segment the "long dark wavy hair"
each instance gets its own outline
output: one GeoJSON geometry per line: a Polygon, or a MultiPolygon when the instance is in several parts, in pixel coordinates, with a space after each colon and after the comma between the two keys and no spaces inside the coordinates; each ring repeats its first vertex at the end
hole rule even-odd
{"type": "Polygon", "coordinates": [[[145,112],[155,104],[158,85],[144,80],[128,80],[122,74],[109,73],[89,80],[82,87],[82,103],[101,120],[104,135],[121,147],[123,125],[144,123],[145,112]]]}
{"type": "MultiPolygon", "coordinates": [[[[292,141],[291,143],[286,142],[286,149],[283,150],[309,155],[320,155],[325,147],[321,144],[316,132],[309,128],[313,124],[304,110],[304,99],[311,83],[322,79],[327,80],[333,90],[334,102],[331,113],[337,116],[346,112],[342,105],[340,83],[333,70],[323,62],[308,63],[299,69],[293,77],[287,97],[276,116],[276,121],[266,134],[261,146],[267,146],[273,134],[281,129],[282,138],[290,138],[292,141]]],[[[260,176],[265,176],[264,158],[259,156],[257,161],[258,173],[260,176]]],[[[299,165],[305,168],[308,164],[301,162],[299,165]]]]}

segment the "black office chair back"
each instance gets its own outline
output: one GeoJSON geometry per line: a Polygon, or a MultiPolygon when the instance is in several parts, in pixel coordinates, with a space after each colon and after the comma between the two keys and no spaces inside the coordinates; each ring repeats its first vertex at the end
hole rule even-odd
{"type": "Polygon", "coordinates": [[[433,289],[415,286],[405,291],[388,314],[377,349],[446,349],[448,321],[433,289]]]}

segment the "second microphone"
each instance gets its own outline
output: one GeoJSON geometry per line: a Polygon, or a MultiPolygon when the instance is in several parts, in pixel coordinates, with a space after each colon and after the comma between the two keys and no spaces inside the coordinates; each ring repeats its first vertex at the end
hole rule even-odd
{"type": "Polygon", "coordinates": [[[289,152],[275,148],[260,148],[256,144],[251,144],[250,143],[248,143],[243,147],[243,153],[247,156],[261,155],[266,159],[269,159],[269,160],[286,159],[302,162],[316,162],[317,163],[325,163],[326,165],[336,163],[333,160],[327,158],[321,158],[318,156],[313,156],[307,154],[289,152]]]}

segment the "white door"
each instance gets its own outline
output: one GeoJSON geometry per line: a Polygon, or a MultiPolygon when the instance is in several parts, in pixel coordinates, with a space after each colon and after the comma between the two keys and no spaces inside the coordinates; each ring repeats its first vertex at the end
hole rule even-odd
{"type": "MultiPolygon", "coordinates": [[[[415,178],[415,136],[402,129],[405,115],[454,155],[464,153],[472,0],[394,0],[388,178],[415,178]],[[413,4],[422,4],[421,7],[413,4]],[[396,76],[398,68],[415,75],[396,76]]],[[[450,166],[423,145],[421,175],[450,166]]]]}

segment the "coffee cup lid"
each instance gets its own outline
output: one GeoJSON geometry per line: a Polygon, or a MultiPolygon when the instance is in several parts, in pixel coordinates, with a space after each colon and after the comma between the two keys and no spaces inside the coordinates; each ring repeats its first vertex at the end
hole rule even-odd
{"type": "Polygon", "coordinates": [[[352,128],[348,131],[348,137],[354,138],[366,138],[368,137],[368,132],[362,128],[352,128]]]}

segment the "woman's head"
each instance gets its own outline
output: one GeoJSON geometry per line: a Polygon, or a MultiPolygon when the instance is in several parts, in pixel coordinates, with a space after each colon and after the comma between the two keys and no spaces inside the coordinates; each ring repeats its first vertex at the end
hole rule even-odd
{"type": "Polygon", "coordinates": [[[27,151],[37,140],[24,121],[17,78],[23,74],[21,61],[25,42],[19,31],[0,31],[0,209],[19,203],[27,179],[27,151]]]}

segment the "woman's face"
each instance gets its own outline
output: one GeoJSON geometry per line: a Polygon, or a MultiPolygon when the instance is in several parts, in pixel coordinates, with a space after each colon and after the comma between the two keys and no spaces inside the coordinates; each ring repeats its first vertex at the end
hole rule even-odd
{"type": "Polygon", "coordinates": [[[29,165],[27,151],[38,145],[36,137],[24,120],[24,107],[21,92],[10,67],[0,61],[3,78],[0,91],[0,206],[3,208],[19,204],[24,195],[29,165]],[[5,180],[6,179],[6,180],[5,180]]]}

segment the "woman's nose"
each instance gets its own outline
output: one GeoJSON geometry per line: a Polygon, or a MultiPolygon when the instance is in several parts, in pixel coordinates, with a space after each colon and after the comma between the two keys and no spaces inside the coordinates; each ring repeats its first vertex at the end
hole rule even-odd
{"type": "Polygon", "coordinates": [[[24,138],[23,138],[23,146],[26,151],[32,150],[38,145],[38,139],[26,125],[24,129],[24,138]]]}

_____

_Problem requirements_: Please count the lines in the data above that contain the string "woman", treating capital and lowercase letters as different, and reply with the number alone.

_Output_: 3